◆ Exercise
Starting at the line that contains "the white stucco" and continuing through the end of the listing, rewrite those lines as a JSON list of strings, one string per line, with blank lines left out.
==================================================
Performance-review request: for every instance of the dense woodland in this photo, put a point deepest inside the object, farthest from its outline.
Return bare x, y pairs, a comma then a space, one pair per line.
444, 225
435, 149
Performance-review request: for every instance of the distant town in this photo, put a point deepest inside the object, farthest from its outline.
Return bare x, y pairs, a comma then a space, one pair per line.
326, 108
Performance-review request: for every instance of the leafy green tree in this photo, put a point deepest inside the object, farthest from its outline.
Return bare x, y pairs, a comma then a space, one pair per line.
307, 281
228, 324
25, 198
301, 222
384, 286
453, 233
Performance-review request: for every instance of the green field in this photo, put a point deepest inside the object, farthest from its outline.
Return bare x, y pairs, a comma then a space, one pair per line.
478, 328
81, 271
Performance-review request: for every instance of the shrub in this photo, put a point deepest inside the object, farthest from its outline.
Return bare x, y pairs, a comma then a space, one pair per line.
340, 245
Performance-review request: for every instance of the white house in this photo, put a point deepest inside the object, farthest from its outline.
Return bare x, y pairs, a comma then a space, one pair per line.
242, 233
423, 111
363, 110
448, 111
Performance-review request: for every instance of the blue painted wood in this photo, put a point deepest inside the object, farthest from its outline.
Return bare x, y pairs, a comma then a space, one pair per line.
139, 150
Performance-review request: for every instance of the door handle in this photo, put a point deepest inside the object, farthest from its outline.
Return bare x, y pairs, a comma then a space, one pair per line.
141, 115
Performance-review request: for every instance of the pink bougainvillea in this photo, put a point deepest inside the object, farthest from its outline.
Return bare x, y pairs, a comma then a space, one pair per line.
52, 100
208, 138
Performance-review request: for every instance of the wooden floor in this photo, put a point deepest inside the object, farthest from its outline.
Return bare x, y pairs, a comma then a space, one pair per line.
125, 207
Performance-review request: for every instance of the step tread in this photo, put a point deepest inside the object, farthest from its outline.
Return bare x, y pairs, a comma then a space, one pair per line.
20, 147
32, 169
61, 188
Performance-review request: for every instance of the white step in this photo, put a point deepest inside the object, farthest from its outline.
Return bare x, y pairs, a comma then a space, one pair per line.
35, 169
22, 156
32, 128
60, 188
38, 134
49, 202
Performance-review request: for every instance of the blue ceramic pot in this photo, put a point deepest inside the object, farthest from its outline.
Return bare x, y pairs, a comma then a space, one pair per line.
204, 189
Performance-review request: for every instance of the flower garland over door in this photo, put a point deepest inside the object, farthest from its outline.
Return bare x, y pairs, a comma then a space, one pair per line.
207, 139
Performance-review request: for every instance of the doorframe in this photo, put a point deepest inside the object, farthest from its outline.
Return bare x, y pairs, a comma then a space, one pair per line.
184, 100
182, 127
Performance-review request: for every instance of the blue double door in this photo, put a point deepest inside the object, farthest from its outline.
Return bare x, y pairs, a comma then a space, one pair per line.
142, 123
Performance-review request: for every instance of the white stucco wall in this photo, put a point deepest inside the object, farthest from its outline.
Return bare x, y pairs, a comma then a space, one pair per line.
==================================================
◆ Written response
[
  "Performance-review request: for every instance of the white stucco wall in this photo, put a point deepest inside the object, farthest from its outline.",
  "Return bare x, y pairs, a comma then a space, one pair per line."
]